**任务列表:**
**a)** 从关于上海景点数据分析的文本中，原样返回从“import requests”起、到“urllst.append(ui +str(i))”为止（含）的内容。
**b)** 请从关于上海景点数据分析的文本最后一行之后接着写下去。

**给定文本:**
-----

用数据分析找出上海好玩的地方

import requests
from bs4 import BeautifulSoup

import numpy as np
import pandas as pd
import matplotlib.pyplot as plt

In [2]:

urllst = []
ui = 'https://travel.qunar.com/p-cs299878-shanghai-jingdian-1-'
for i in range(1,6):
    urllst.append(ui +str(i))
urllst

Out[2]:

['https://travel.qunar.com/p-cs299878-shanghai-jingdian-1-1',
 'https://travel.qunar.com/p-cs299878-shanghai-jingdian-1-2',
 'https://travel.qunar.com/p-cs299878-shanghai-jingdian-1-3',
 'https://travel.qunar.com/p-cs299878-shanghai-jingdian-1-4',
 'https://travel.qunar.com/p-cs299878-shanghai-jingdian-1-5']

爬取第一页景点信息

In [3]:

u1 = urllst[0]
r = requests.get(u1)

-----

**所附条目:**
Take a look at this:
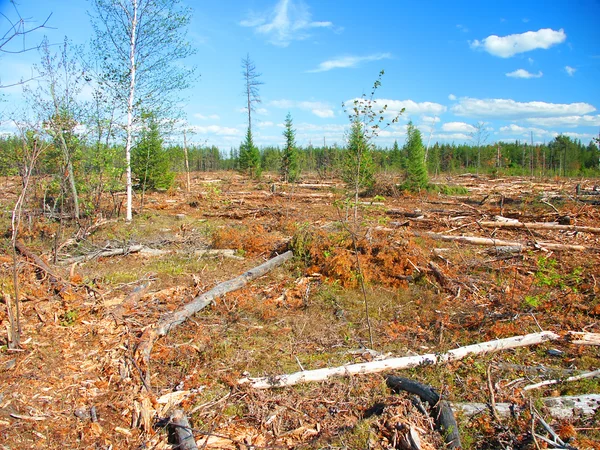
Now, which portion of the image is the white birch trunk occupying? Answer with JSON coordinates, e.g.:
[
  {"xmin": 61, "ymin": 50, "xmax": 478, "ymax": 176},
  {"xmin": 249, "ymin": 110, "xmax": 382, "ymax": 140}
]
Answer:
[
  {"xmin": 238, "ymin": 331, "xmax": 560, "ymax": 389},
  {"xmin": 125, "ymin": 0, "xmax": 138, "ymax": 222}
]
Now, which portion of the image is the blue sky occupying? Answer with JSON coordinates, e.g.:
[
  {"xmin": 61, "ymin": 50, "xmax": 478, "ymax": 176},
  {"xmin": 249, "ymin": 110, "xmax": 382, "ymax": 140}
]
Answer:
[{"xmin": 0, "ymin": 0, "xmax": 600, "ymax": 150}]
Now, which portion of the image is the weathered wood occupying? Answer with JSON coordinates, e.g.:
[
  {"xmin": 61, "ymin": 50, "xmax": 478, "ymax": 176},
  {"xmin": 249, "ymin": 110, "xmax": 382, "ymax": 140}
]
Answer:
[
  {"xmin": 477, "ymin": 220, "xmax": 600, "ymax": 234},
  {"xmin": 136, "ymin": 251, "xmax": 293, "ymax": 384},
  {"xmin": 523, "ymin": 370, "xmax": 600, "ymax": 391},
  {"xmin": 169, "ymin": 409, "xmax": 198, "ymax": 450},
  {"xmin": 385, "ymin": 376, "xmax": 462, "ymax": 448},
  {"xmin": 450, "ymin": 394, "xmax": 600, "ymax": 419},
  {"xmin": 58, "ymin": 245, "xmax": 145, "ymax": 265},
  {"xmin": 412, "ymin": 231, "xmax": 592, "ymax": 251},
  {"xmin": 238, "ymin": 331, "xmax": 560, "ymax": 389},
  {"xmin": 15, "ymin": 240, "xmax": 68, "ymax": 290}
]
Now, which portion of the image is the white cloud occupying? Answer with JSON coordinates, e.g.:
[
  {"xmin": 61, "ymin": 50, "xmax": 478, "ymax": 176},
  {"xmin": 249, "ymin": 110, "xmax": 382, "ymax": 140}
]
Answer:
[
  {"xmin": 451, "ymin": 97, "xmax": 596, "ymax": 119},
  {"xmin": 525, "ymin": 115, "xmax": 600, "ymax": 127},
  {"xmin": 307, "ymin": 53, "xmax": 392, "ymax": 73},
  {"xmin": 470, "ymin": 28, "xmax": 567, "ymax": 58},
  {"xmin": 269, "ymin": 99, "xmax": 335, "ymax": 118},
  {"xmin": 194, "ymin": 113, "xmax": 220, "ymax": 120},
  {"xmin": 240, "ymin": 0, "xmax": 333, "ymax": 47},
  {"xmin": 442, "ymin": 122, "xmax": 475, "ymax": 133},
  {"xmin": 506, "ymin": 69, "xmax": 543, "ymax": 78}
]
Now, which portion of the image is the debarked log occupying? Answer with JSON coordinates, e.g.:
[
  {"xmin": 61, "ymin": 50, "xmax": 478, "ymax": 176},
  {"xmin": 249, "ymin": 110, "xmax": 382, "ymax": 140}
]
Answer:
[
  {"xmin": 451, "ymin": 394, "xmax": 600, "ymax": 419},
  {"xmin": 238, "ymin": 331, "xmax": 560, "ymax": 389},
  {"xmin": 136, "ymin": 251, "xmax": 293, "ymax": 385},
  {"xmin": 477, "ymin": 220, "xmax": 600, "ymax": 234},
  {"xmin": 412, "ymin": 231, "xmax": 584, "ymax": 251}
]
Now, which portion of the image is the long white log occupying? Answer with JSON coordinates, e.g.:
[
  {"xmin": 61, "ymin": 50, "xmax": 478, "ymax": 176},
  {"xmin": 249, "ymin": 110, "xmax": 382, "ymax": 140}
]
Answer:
[
  {"xmin": 136, "ymin": 251, "xmax": 294, "ymax": 385},
  {"xmin": 477, "ymin": 220, "xmax": 600, "ymax": 234},
  {"xmin": 450, "ymin": 394, "xmax": 600, "ymax": 419},
  {"xmin": 413, "ymin": 232, "xmax": 587, "ymax": 251},
  {"xmin": 238, "ymin": 331, "xmax": 560, "ymax": 389}
]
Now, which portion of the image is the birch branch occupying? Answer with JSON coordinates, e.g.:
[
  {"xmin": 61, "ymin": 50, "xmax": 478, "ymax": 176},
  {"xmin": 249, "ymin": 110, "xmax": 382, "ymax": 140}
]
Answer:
[{"xmin": 238, "ymin": 331, "xmax": 560, "ymax": 389}]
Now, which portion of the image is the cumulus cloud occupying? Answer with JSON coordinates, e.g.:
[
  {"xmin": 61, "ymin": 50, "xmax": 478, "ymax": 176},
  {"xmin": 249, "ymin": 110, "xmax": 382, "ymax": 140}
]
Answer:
[
  {"xmin": 307, "ymin": 53, "xmax": 392, "ymax": 73},
  {"xmin": 442, "ymin": 122, "xmax": 475, "ymax": 133},
  {"xmin": 451, "ymin": 97, "xmax": 596, "ymax": 119},
  {"xmin": 525, "ymin": 115, "xmax": 600, "ymax": 127},
  {"xmin": 506, "ymin": 69, "xmax": 543, "ymax": 78},
  {"xmin": 269, "ymin": 99, "xmax": 335, "ymax": 118},
  {"xmin": 240, "ymin": 0, "xmax": 333, "ymax": 47},
  {"xmin": 470, "ymin": 28, "xmax": 567, "ymax": 58}
]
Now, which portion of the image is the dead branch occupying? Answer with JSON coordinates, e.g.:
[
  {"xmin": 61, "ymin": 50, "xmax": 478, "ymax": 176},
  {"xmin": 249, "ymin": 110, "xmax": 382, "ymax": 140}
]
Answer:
[
  {"xmin": 238, "ymin": 331, "xmax": 560, "ymax": 389},
  {"xmin": 477, "ymin": 220, "xmax": 600, "ymax": 234},
  {"xmin": 451, "ymin": 394, "xmax": 600, "ymax": 419},
  {"xmin": 412, "ymin": 231, "xmax": 584, "ymax": 251},
  {"xmin": 15, "ymin": 240, "xmax": 68, "ymax": 290},
  {"xmin": 169, "ymin": 409, "xmax": 198, "ymax": 450},
  {"xmin": 385, "ymin": 376, "xmax": 462, "ymax": 448},
  {"xmin": 136, "ymin": 251, "xmax": 293, "ymax": 381},
  {"xmin": 523, "ymin": 369, "xmax": 600, "ymax": 391}
]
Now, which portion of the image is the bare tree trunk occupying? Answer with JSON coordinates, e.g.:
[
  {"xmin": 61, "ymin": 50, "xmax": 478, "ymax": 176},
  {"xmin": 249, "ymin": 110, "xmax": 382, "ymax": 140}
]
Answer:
[{"xmin": 125, "ymin": 0, "xmax": 138, "ymax": 222}]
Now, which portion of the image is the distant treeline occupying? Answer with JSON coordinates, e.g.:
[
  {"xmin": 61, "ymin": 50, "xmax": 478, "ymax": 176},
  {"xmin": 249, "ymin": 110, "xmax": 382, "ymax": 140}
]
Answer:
[{"xmin": 0, "ymin": 135, "xmax": 600, "ymax": 186}]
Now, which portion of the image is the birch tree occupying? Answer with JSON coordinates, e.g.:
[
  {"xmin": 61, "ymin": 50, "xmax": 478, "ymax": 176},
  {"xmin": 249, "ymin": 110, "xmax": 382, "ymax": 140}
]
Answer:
[{"xmin": 92, "ymin": 0, "xmax": 194, "ymax": 221}]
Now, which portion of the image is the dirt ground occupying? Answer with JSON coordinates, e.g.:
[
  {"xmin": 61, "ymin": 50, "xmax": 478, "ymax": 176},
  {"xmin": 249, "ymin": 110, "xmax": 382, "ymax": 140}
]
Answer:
[{"xmin": 0, "ymin": 172, "xmax": 600, "ymax": 449}]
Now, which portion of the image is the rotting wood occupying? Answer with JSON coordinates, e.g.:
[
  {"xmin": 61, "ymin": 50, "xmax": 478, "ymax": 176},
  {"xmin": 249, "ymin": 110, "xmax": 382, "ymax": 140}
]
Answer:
[
  {"xmin": 58, "ymin": 245, "xmax": 145, "ymax": 265},
  {"xmin": 412, "ymin": 231, "xmax": 584, "ymax": 251},
  {"xmin": 385, "ymin": 376, "xmax": 462, "ymax": 448},
  {"xmin": 523, "ymin": 369, "xmax": 600, "ymax": 391},
  {"xmin": 136, "ymin": 251, "xmax": 293, "ymax": 385},
  {"xmin": 15, "ymin": 240, "xmax": 68, "ymax": 290},
  {"xmin": 238, "ymin": 331, "xmax": 560, "ymax": 389},
  {"xmin": 450, "ymin": 394, "xmax": 600, "ymax": 419},
  {"xmin": 477, "ymin": 220, "xmax": 600, "ymax": 234},
  {"xmin": 169, "ymin": 409, "xmax": 198, "ymax": 450}
]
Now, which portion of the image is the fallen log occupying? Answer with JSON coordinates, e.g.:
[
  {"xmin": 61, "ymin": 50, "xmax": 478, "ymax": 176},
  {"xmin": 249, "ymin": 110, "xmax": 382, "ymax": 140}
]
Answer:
[
  {"xmin": 385, "ymin": 376, "xmax": 462, "ymax": 448},
  {"xmin": 450, "ymin": 394, "xmax": 600, "ymax": 419},
  {"xmin": 169, "ymin": 409, "xmax": 198, "ymax": 450},
  {"xmin": 523, "ymin": 370, "xmax": 600, "ymax": 391},
  {"xmin": 238, "ymin": 331, "xmax": 560, "ymax": 389},
  {"xmin": 15, "ymin": 241, "xmax": 69, "ymax": 291},
  {"xmin": 136, "ymin": 251, "xmax": 293, "ymax": 386},
  {"xmin": 412, "ymin": 231, "xmax": 584, "ymax": 251},
  {"xmin": 477, "ymin": 220, "xmax": 600, "ymax": 234},
  {"xmin": 58, "ymin": 245, "xmax": 145, "ymax": 265}
]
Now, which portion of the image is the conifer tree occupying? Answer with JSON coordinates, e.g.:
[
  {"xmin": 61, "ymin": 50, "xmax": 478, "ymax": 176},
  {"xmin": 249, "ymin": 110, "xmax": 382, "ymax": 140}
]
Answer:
[
  {"xmin": 281, "ymin": 112, "xmax": 298, "ymax": 183},
  {"xmin": 239, "ymin": 127, "xmax": 260, "ymax": 177},
  {"xmin": 404, "ymin": 121, "xmax": 429, "ymax": 190}
]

-----

**任务作答:**
**a)**
import requests
from bs4 import BeautifulSoup

import numpy as np
import pandas as pd
import matplotlib.pyplot as plt

In [2]:

urllst = []
ui = 'https://travel.qunar.com/p-cs299878-shanghai-jingdian-1-'
for i in range(1,6):
    urllst.append(ui +str(i))

**b)**
soup = BeautifulSoup(r.text,'lxml')
ul = soup.find('ul',class_='list_item clrfix')
li = ul.find_all('li')


datai = []
n=0
for i in li:
    n += 1
  
    dic = {}
    dic['lat'] = i['data-lat']
    dic['lng'] = i['data-lng']
    dic['景点名称'] = i.find('span',class_="cn_tit").text
    dic['攻略提到数量'] = i.find('div',class_="strategy_sum").text
    dic['点评数量'] = i.find('div',class_="comment_sum").text
    dic['景点排名'] = i.find('span',class_="ranking_sum").text
    dic['星级'] = i.find('span',class_="total_star").find('span')['style'].split(':')[1]
    datai.append(dic)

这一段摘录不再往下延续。